Select For Update – In What Order are the Rows Locked?

21 11 2011

November 21, 2011

A recent thread in the comp.databases.oracle.server usenet group asked whether or not a SELECT FOR UPDATE statement locks rows in the order specified by the ORDER BY clause.  Why might this be an important question?  Possibly if the SKIP LOCKED clause is implemented in the SELECT FOR UPDATE statement?  Possibly if a procedure is hanging, and it is important to know at what point an enqueue happened?  Any other reasons?

Without testing, I would have suggested that the rows are locked as the rows are read from the table blocks, and not after the ORDER BY clause alters the order of the rows.  Why?  Oracle Database is fundamentally lazy, or put another way, fundamentally efficient – in general it does not perform unnecessary work.  Locking the rows after applying the ORDER BY clause would require a second visit to the table blocks (possibly having to visit each block multiple times to lock different rows in the same block) in the order specified by the ORDER BY clause.  Such an approach could be incredibly inefficient and also error prone (what happens if a row was locked by a second session while the first session was sorting the rows per the ORDER BY clause?).

We could guess, but why guess when we are able to easily test the theory?  Let’s create a simple table with 10,000 rows:

DROP TABLE T1 PURGE;

CREATE TABLE T1 AS
SELECT
  ROWNUM C1,
  RPAD('A',255,'A') C2
FROM
  DUAL
CONNECT BY
  LEVEL<=10000;

COMMIT; 

Now we need 2 sessions (I will call them Session 1 and Session 2).  We will execute the same SELECT FOR UPDATE statement in both sessions, with Session 1 first selecting the table rows in ascending order and then Session 2 selecting the table rows in descending order.  If the ORDER BY clause determines the order in which the rows are locked, the row with a C1 value of 10,000 should be identified as the row that caused the enqueue because that is the first row that should be returned to Session 2.

In Session 1:

SELECT
  C1,
  C2
FROM
  T1
WHERE
  MOD(C1,100)=0
ORDER BY
  C1
FOR UPDATE; 

In Session 2:

SELECT
  C1,
  C2
FROM
  T1
WHERE
  MOD(C1,100)=0
ORDER BY
  C1 DESC
FOR UPDATE; 

(Session 2 is hung)

Let’s try to identify the row that Session 2 is waiting to lock.  There are a couple of ways to accomplish this task (on Oracle Database 10.1 and higher the join to the V$SESSION_WAIT view is unnecessary because that information is found in V$SESSION).

#### [Problem A]
According to the article on SELECT FOR UPDATE row locking, how many rows does the test table hold?
#### [Problem B]
In the records, copy the lines from the one containing "Target: car tire" through the one containing "M354 47L347 108L350 190L392 250L392 0L375 0Z", inclusive, swapping "tire" for "wheel" and leaving everything else as is.
The article and the records were taken from unrelated sources.

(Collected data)

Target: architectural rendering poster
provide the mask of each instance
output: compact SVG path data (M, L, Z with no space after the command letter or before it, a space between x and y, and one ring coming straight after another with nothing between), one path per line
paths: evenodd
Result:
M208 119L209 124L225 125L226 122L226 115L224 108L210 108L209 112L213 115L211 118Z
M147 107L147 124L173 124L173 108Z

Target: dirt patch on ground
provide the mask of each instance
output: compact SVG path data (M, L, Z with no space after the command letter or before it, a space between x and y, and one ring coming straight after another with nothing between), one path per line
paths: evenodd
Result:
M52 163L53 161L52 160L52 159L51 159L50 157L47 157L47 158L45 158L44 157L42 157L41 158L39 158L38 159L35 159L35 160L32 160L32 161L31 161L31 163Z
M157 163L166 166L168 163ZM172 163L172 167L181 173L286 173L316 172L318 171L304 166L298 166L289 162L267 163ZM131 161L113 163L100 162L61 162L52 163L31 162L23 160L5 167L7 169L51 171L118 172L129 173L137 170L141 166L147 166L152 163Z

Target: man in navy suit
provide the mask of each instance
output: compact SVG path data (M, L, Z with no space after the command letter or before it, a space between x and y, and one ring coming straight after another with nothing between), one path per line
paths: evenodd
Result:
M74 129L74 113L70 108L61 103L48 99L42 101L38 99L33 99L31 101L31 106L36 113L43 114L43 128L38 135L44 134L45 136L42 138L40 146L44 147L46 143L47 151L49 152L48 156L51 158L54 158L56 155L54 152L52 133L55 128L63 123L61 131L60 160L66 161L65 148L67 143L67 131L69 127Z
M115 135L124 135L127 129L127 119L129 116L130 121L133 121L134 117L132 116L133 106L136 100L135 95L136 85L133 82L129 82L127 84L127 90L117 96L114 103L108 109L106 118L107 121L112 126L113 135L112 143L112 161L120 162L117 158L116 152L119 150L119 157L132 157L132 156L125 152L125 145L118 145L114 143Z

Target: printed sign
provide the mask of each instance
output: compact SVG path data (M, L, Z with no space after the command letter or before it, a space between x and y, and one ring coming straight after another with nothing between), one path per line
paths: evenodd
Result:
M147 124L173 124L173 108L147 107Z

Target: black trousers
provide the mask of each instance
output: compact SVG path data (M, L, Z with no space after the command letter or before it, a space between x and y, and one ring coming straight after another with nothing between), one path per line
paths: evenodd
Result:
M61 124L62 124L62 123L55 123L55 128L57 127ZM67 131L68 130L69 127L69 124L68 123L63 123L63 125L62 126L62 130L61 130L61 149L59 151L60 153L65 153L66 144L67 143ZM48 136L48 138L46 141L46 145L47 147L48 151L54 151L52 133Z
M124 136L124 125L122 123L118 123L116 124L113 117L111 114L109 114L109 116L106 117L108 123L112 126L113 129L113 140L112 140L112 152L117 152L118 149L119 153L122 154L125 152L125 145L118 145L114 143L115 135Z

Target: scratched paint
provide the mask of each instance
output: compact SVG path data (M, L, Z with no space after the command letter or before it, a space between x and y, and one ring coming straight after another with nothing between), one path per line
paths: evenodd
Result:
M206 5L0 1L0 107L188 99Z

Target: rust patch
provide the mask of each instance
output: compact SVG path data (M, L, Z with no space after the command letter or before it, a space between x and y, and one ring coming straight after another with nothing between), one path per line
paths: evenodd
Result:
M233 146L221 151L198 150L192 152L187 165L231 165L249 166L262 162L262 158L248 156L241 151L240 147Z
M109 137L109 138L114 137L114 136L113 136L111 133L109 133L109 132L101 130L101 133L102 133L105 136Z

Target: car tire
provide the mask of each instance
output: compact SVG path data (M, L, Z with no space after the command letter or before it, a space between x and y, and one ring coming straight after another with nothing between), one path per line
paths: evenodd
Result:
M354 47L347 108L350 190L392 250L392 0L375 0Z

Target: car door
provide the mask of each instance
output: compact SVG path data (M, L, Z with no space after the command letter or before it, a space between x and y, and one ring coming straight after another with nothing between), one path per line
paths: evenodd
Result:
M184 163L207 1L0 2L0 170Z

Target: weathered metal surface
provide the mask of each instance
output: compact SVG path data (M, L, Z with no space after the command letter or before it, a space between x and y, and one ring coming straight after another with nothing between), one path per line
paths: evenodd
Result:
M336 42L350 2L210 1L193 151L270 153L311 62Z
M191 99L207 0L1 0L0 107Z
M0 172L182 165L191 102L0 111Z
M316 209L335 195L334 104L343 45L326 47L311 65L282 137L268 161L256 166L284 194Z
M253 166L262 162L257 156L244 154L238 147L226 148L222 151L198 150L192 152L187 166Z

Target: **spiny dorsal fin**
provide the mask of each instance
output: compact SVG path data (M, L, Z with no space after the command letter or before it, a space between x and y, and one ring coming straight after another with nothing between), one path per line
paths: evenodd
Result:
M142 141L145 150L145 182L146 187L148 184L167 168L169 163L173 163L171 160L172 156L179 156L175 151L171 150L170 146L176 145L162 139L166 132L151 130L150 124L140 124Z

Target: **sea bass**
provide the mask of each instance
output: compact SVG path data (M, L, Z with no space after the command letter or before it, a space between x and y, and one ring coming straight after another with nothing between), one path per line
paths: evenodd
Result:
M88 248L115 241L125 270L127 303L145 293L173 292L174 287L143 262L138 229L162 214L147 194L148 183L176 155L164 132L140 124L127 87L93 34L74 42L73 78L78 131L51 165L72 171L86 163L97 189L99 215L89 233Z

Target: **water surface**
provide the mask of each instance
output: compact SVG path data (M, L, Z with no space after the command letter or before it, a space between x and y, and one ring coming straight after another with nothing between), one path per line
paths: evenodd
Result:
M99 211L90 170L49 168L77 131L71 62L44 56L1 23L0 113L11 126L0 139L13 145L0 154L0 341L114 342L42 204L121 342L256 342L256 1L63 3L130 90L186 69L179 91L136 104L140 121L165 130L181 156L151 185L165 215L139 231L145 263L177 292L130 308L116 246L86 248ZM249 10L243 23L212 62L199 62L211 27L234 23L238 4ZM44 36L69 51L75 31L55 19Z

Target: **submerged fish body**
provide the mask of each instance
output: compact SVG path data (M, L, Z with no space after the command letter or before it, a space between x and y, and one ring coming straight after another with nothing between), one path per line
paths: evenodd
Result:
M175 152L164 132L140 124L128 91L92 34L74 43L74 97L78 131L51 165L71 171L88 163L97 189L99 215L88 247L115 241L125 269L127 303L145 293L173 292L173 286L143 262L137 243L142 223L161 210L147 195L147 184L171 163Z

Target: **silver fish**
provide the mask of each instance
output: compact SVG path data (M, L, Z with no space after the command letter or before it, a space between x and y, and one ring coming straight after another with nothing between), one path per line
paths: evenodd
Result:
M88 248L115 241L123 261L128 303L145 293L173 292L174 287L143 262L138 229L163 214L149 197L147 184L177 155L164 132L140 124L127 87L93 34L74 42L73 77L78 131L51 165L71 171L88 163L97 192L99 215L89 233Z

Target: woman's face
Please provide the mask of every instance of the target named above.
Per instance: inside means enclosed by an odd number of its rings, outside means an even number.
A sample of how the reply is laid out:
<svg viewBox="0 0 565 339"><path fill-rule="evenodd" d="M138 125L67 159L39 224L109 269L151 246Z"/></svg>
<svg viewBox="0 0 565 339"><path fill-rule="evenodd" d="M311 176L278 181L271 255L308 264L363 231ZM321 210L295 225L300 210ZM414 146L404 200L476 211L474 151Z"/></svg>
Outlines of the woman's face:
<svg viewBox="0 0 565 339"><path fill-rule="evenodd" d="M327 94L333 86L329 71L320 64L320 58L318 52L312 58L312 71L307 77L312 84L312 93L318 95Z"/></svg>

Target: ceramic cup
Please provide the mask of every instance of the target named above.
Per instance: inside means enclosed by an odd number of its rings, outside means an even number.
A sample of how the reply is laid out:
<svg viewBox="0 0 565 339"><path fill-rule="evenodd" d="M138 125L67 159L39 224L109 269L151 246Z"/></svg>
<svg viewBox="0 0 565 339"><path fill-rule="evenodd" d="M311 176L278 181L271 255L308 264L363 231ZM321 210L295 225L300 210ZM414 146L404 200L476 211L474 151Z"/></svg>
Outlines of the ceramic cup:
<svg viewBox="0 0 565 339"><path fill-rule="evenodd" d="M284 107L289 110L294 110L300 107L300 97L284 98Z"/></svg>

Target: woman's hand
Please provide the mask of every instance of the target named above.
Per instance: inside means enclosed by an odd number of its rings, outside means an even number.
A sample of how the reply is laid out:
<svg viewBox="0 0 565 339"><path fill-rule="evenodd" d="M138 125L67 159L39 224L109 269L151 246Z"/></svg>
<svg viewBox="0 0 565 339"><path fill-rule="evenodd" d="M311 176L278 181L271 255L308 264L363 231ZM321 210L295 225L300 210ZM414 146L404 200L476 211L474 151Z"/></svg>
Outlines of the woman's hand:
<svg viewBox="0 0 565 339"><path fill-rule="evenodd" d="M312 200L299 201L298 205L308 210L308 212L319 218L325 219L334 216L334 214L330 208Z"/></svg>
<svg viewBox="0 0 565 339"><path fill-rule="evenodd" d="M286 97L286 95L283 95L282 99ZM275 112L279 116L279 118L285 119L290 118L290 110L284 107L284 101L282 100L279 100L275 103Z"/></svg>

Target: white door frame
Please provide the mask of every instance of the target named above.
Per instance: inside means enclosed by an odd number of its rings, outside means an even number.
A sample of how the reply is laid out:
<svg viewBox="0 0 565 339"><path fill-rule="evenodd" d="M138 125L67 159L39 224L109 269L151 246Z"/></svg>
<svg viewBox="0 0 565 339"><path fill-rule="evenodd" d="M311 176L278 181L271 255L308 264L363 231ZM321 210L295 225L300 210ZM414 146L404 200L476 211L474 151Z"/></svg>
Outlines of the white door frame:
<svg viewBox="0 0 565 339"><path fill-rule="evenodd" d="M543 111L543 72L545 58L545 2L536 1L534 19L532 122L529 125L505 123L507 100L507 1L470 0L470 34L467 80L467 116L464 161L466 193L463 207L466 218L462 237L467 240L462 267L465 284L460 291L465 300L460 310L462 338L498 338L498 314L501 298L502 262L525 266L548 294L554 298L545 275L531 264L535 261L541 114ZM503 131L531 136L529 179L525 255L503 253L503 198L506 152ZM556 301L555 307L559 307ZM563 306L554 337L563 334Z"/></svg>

#### [Final result A]
10,000 rows.

#### [Final result B]
Target: car wheel
provide the mask of each instance
output: compact SVG path data (M, L, Z with no space after the command letter or before it, a space between x and y, and one ring coming straight after another with nothing between), one path per line
paths: evenodd
Result:
M354 47L347 108L350 190L392 250L392 0L375 0Z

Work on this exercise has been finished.